*** Record extracts ***

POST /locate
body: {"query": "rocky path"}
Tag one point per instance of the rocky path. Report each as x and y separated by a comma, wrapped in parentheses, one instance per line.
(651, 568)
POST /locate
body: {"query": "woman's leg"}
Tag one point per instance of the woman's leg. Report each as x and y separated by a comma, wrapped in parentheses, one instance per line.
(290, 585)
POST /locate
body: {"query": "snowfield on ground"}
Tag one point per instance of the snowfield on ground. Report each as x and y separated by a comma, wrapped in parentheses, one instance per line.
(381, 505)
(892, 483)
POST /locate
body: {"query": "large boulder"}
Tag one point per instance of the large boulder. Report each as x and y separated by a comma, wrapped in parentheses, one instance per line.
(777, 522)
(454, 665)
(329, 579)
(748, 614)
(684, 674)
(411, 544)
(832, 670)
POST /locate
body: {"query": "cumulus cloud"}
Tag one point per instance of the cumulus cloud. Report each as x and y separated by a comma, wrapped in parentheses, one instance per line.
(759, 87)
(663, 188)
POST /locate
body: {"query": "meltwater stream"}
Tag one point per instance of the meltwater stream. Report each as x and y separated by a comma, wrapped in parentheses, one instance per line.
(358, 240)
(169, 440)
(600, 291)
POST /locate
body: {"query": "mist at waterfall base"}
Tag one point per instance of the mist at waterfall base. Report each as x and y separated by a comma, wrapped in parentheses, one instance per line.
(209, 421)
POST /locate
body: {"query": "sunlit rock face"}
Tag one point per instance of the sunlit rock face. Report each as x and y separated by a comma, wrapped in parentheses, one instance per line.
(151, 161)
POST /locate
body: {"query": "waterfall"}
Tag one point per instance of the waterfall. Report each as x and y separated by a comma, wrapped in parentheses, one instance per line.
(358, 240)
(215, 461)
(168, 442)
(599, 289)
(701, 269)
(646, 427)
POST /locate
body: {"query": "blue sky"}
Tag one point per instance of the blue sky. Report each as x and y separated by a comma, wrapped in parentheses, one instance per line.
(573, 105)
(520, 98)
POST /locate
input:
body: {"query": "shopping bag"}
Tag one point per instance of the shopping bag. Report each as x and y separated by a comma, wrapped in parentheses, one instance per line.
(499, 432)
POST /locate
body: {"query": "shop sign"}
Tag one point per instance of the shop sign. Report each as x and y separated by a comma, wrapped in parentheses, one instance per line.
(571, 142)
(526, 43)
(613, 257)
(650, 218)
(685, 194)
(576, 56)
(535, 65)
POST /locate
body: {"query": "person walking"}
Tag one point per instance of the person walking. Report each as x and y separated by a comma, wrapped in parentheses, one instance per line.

*** End of Record extracts ***

Task directions: Generate a verbatim printout of all the entries.

Solution for this problem:
POST /locate
body: {"query": "rocky path"}
Tag one point per instance of the rocky path. Report each as x and y separated by a comma, wrapped in parentheses, one instance per line.
(651, 568)
POST /locate
body: {"query": "woman's leg"}
Tag one point per instance of the woman's leg. Report each as x and y separated by a comma, wrapped in parentheses, one instance per line.
(290, 585)
POST /locate
body: {"query": "snowfield on ground"}
Tag one point per instance of the snowfield on ground. Report each as x and y separated by a comma, wrapped in parentheses, one instance per line.
(381, 505)
(892, 483)
POST /locate
body: {"query": "large boulder"}
Tag one point per instance of the large boulder. Report each as x and y separated by a comma, wrapped in parentheses, one instance per line.
(777, 522)
(454, 665)
(329, 579)
(748, 614)
(684, 674)
(411, 544)
(832, 670)
POST /locate
body: {"query": "cumulus cloud"}
Tag one point per instance of the cumulus cloud. Report each as x and y separated by a comma, wrapped in parentheses, one instance per line.
(759, 87)
(663, 188)
POST /locate
body: {"query": "meltwater stream"}
Tag one point per instance of the meltwater stream. Report each as x and y separated by a comma, wrapped in parentheses, one instance per line.
(358, 240)
(169, 440)
(600, 291)
POST /locate
body: {"query": "mist at waterfall base"}
Tag one point per instance of the mist at waterfall base. Report each as x and y separated by a comma, wrapped in parentheses, one instance per line.
(209, 421)
POST /locate
body: {"query": "sunlit rock face"}
Tag one point per instance of the sunlit rock face. Report each as x and y separated by a comma, wrapped in parentheses, one instance per line.
(151, 161)
POST /locate
body: {"query": "waterfall"}
Tag one point per instance of the waterfall. Report each as x and y separated by a comma, wrapped in parentheses, one instance per line.
(358, 240)
(215, 461)
(168, 442)
(599, 289)
(701, 269)
(646, 427)
POST /locate
body: {"query": "blue sky"}
Tag one point per instance of the blue sky. Report each as x and y separated by a comma, wrapped in parentheses, one instance per line.
(573, 105)
(520, 98)
POST /locate
input:
body: {"query": "shopping bag"}
Tag one point per instance of the shopping bag. Report each as x and y separated by a comma, wrapped in parentheses, one instance per line.
(499, 432)
POST /locate
body: {"query": "shop sign"}
Tag one point per instance of the shop sign. Report each as x and y separated by a comma, wrapped in parentheses, one instance per line.
(571, 142)
(526, 43)
(613, 257)
(650, 218)
(685, 194)
(576, 56)
(535, 65)
POST /locate
body: {"query": "person walking"}
Tag one point per instance of the person walking. Report each as x and y separated by a comma, wrapped in parentheses, one instance per line.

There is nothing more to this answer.